SELECTED EXTRACT>
########
### Lab 3: CSV Analysis with Python (Netflix Dataset)

**Learning goals:**

* Load and parse CSV files using Python.
* Build custom reusable functions to process tabular data.
* Use generators with `yield` to write memory-efficient code.
* Filter and analyze records from a dataset using conditional logic.
* Create summaries, counters, and frequency tables using `for` loops and dictionaries.
* Perform basic sorting, aggregation, and statistical operations manually.

Dataset:

* Download the data from Kaggle:
  * [Netflix Movies and TV Shows](https://www.kaggle.com/datasets/shivamb/netflix-shows)

1. **Load the data in Python as a dictionary.**

Read the CSV data into a list of dictionaries, for later usage.

In [2]:
import csv

with open('C:/Users/markt/OneDrive/Documents/Birkbeck/MSc Data Science/Big Data Analytics/Lab-Exercises/Lab3/netflix_titles.csv', mode='r', newline='') as file:
    reader = csv.DictReader(file)
    data = [row for row in reader]

print(data[1])
########
REQUIRED WORK>
(1) In the Netflix CSV lab, which website does the dataset come from?
(2) List every learning goal stated in the Netflix CSV lab.

INFORMATION SHOWN>
########
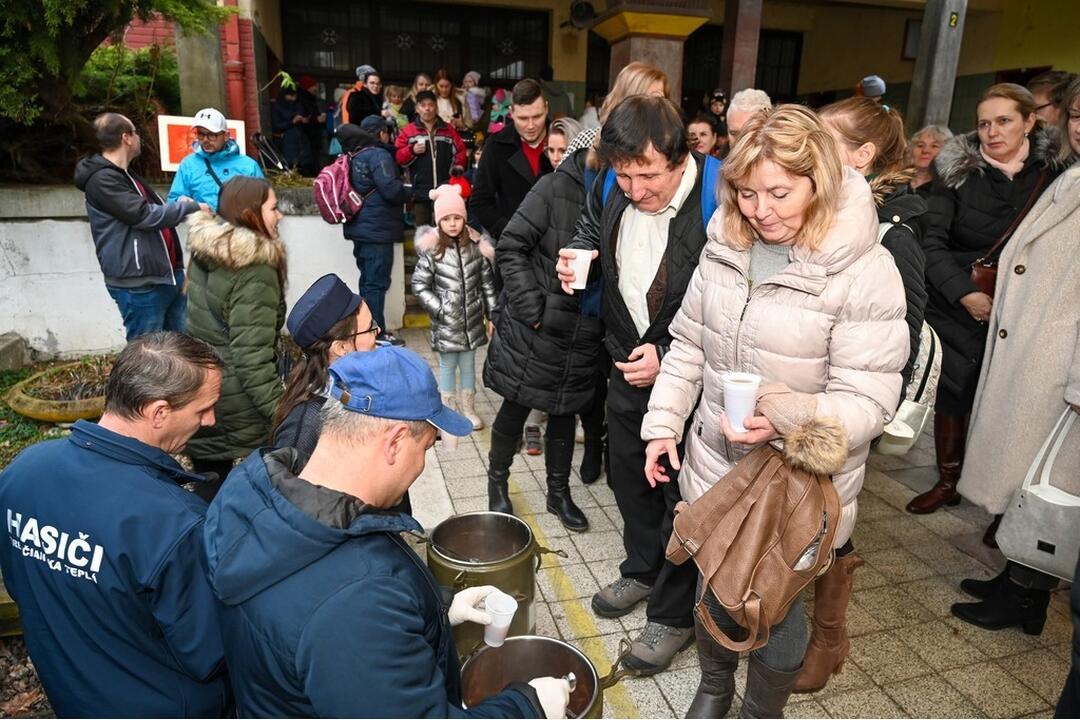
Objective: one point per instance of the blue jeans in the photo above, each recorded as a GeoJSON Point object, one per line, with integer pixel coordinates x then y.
{"type": "Point", "coordinates": [450, 362]}
{"type": "Point", "coordinates": [375, 261]}
{"type": "Point", "coordinates": [152, 308]}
########
RESULTS FOR EACH TASK>
(1) Kaggle

(2)
- Load and parse CSV files using Python.
- Build custom reusable functions to process tabular data.
- Use generators with `yield` to write memory-efficient code.
- Filter and analyze records from a dataset using conditional logic.
- Create summaries, counters, and frequency tables using `for` loops and dictionaries.
- Perform basic sorting, aggregation, and statistical operations manually.